* Passage provided *
******
Whoever you decide to appoint, anyone on your shortlist must offer clinical competence, excellent communication skills and excellent interpersonal skills as a bare minimum.

What else should a new pair of hands bring?

Every practice is different, as is every candidate. You must find the candidate who solves your problem and who suits your practice. Be clear on your needs, but especially on what suits your practice, your values and motivation.

Partner qualities and skills

Let us assume that you have decided on recruiting a partner, although the points raised in the feature apply equally to any new pair of hands.

You obviously want energy, resources, ideas and commitment. General practice goalposts are in constant motion. Partners ought to spot the movement, identify what to do, and contribute skill, energy and effort to make the necessary changes.

Your partner must see general practice as the business it is. The Government wants to transfer care to privately owned providers. General practices are privately owned providers and have no external shareholders to pay – and have 100% of the shareholders delivering the core business services. If company directors work a day at the coal face it is known as enlightened management practice. GPs do it every day for life. But GPs devote themselves to a single buyer, the NHS. Maybe that needs to change. Maybe this is something you should ask your prospective partner.

All partners need to understand the financial position of the practice. Focussing on expenses alone is insufficient, you have to increase income too. Your new partner should help you identify revenue and profit-increasing opportunities.

Whether you like your partners or not you have to get on with them. You cannot check everything they do. You must trust that they pull their weight. You will, of course, always be convinced that you do.

Choosing the right partner

There are currently about 100 applicants for each partnership vacancy. Recruitment will cost the practice time and money. Appointing your registrar or a locum may be fast and cheap but you will miss the full breadth of available candidates.

Too many CVs are awful – poorly presented, badly laid out, misspelt. There are many books on producing CVs, so there is no excuse. Look for hands-on experience outside clinical practice – a previous non-medical jobs, experience as a chair, treasurer or secretary of organisations.
******
Continue the passage on recruiting a new practice partner, starting after its final sentence.
******
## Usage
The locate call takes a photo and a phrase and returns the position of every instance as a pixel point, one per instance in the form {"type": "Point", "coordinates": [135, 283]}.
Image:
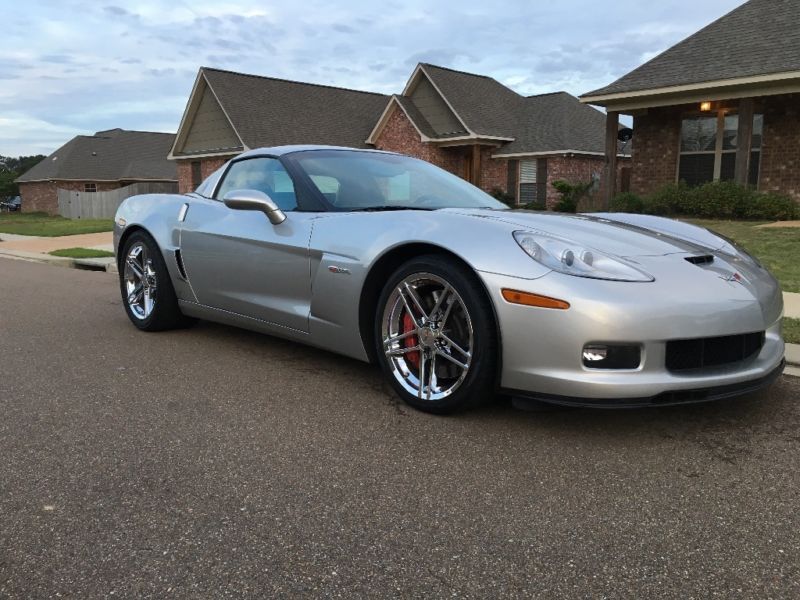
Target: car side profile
{"type": "Point", "coordinates": [389, 259]}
******
* Your response *
On informal tours do not oversell the practice, just be yourselves. A creative, insightful, intelligent partner will be a creative, insightful, intelligent candidate. Hard questions from a candidate are good questions for a future partner. They may walk away if you can't or won't answer them. Ask yourself, do you want a partner who does not care about these things? If your answer is yes, perhaps it's not a partner that you need.

Give straight answers that demonstrate what you really think. You need to find the right candidate for your practice and lack of honesty guarantees a mismatch.

Interviewing must be equal and fair – the same questions must be asked in the same order by the same people, with everyone scoring all answers. The scores are a guide and need not force your choice. The practice's questions should be about things that are important to you. Let candidates ask about the things that matter to them.

A serious candidate will want to see the practice accounts. Candidates should want to know your values – what you stand for, what sort of practice you want to be, how close are you to that, and what are you doing to get closer. Candidates should want to know what threats and opportunities you see and how you will counter or exploit them.

Candidates should want to know partners' external interests and workload share and may want to see the partnership agreement.

After making your choice

The reference is no substitute for your own judgment. Nobody seeks references from people who are hostile to them. Unless you know the referee, it is only a check on some of the candidate's claims.

Time to parity is variable. Seek legal and LMC advice if you need it. Draw up a new partnership agreement to include your new partner. Include an assessment period, say six or 12 months, within which either party may unilaterally terminate the agreement.